===== Input for this task =====

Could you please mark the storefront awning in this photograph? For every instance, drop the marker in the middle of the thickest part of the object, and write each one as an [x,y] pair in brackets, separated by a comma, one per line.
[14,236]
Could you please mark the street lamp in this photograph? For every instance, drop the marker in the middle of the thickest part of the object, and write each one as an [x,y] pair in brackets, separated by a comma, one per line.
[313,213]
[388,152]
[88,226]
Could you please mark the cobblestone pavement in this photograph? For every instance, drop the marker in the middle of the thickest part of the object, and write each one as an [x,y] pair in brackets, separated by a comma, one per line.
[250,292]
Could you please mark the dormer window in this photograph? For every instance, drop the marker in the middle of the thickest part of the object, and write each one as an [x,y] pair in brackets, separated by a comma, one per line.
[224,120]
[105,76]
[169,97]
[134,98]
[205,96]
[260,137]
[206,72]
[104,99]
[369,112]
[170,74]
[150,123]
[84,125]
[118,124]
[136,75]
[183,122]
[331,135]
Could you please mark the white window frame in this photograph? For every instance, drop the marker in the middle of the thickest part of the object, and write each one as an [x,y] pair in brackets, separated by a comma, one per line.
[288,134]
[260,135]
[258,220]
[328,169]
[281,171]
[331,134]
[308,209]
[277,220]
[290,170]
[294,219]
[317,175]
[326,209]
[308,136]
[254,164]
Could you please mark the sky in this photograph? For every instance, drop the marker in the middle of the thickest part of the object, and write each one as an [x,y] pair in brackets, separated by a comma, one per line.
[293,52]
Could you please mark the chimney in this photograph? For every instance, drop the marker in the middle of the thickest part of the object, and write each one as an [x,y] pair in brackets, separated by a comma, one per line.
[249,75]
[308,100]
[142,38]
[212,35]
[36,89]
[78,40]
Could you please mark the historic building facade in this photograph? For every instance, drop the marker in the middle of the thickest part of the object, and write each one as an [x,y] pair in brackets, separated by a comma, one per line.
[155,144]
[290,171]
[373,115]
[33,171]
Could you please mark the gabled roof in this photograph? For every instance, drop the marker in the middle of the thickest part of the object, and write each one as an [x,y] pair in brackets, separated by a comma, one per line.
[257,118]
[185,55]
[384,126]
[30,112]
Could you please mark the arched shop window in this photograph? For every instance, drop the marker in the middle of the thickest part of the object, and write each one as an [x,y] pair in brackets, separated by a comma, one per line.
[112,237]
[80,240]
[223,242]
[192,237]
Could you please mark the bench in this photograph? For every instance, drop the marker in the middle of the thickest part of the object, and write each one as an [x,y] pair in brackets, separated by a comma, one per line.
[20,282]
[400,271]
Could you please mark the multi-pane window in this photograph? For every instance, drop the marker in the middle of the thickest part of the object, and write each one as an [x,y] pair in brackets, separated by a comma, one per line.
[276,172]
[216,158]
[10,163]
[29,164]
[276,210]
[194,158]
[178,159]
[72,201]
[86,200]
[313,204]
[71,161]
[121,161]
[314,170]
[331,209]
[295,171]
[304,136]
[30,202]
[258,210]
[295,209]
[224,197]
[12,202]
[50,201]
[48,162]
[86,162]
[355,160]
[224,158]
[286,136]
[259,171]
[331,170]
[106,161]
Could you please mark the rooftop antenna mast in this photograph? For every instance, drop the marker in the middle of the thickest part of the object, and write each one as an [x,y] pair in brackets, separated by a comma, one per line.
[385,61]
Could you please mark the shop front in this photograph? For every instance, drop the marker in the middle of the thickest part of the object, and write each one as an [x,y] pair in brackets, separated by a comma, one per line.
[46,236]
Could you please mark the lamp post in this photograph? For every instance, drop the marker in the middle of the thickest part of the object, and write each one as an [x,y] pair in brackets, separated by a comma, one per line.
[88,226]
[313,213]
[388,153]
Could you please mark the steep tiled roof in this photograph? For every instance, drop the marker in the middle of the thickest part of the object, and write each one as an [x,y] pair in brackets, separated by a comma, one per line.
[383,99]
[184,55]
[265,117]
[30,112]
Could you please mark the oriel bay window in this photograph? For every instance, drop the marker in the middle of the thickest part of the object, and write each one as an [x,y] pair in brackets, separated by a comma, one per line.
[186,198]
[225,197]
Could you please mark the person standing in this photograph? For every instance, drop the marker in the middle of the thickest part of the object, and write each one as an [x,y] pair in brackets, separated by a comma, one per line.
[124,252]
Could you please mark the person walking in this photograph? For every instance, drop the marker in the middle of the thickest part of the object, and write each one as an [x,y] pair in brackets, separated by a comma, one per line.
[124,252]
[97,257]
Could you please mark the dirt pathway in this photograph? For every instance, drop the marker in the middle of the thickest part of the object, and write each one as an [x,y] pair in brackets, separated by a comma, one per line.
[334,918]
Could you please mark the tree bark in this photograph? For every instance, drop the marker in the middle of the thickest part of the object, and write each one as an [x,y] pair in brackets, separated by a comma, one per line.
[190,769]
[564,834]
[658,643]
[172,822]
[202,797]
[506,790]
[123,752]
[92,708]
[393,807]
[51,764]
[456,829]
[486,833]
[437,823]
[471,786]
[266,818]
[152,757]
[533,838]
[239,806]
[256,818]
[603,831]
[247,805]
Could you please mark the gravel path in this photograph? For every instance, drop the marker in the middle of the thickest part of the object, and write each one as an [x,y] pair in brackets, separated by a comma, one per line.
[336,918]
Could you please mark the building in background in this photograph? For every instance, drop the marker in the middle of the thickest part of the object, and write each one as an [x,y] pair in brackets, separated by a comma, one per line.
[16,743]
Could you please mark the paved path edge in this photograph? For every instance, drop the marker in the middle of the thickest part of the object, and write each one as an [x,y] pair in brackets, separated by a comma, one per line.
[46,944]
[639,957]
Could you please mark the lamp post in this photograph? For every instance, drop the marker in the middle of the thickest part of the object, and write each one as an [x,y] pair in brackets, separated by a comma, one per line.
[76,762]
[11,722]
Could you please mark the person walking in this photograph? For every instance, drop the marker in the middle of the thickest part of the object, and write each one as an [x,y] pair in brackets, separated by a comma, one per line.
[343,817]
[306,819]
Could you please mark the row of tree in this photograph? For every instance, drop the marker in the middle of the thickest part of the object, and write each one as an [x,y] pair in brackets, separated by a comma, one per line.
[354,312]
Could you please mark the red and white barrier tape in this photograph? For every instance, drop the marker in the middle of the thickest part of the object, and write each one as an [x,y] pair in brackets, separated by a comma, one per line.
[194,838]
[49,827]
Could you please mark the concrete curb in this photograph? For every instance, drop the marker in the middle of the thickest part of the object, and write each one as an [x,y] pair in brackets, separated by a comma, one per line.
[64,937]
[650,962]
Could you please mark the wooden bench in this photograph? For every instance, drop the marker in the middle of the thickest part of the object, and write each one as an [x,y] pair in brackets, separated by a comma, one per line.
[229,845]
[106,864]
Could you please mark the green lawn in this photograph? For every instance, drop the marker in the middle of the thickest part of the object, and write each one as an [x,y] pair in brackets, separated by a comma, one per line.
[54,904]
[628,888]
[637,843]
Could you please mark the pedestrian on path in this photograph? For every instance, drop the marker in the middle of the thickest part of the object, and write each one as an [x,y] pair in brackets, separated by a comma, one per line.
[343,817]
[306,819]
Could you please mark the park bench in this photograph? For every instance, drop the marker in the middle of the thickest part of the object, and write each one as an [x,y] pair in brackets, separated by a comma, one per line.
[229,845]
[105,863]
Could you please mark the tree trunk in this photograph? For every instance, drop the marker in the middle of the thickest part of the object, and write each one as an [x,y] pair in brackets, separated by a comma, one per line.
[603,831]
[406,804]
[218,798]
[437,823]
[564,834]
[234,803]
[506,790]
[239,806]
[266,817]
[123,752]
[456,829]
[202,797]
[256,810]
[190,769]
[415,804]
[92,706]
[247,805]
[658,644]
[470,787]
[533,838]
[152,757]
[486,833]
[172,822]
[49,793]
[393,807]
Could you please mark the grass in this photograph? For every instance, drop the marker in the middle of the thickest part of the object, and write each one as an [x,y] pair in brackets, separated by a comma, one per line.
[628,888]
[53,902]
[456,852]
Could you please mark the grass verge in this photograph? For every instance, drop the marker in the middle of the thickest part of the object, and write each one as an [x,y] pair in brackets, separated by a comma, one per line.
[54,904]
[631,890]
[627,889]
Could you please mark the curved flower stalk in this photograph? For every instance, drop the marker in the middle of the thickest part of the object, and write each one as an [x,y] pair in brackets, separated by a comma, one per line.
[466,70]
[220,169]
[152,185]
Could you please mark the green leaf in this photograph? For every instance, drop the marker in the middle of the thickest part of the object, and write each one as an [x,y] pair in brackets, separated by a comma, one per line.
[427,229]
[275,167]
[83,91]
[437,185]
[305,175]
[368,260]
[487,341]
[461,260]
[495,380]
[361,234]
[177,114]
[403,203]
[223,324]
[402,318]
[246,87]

=====

**Task**
Everything from the line containing "Could you please mark the pedestrian" to the end of the records must be written out exactly; include both of those lines and no others.

**Output**
Could you please mark the pedestrian on path in this photograph? For every instance, drop the marker in the middle of the thickest part of the object, and write each one as an [x,y] pair in brackets, separated by a comma, one per line.
[343,817]
[306,819]
Could you please mark the park bench in this photograph? For every instance, drop the marker in the middle of the thickest part of the object, and write each one as an [x,y] pair in brackets, separated by a comma, one per line.
[229,845]
[105,863]
Could you please mark the tree trunk in this photograph? For every instance, drop the marker in the middle of the thickest part of the object, and write each one as an [x,y] pair in brackets, separated by a comma, one per line.
[603,831]
[406,804]
[218,798]
[437,823]
[564,834]
[234,803]
[506,790]
[239,806]
[266,817]
[123,752]
[456,829]
[202,797]
[256,810]
[190,769]
[415,804]
[92,706]
[247,805]
[658,644]
[470,787]
[533,838]
[152,757]
[486,833]
[172,822]
[49,793]
[393,807]
Could you please mark the grass in this photograph? For every instance, drop the marker in the middle of the thickest part of the object, and write each one as an [x,y] pair in brackets, separated by a comma, one per line.
[628,888]
[53,902]
[456,852]
Could you please mark the grass verge in this photograph? For every instance, drop the marker in the middle of the thickest part of the object, and write each one as an [x,y] pair in brackets, separated by a comma, one per line.
[54,904]
[631,890]
[627,889]
Could you please mark the curved flower stalk in this photograph? For every instance, drop the marker in the middle of the thickest part of the object, and write each one as an [x,y] pair in brackets, separated by a comma, one per line.
[466,70]
[220,169]
[152,185]
Could you please mark the green leaf in this photograph? For every instance, drop the marker in the middle of the thickest part of the object, and write each one as an [x,y] pair in brackets, separated by a comma, one per line.
[427,229]
[275,167]
[83,91]
[437,185]
[305,175]
[368,260]
[487,341]
[461,260]
[495,380]
[361,234]
[177,114]
[403,203]
[223,324]
[402,318]
[246,87]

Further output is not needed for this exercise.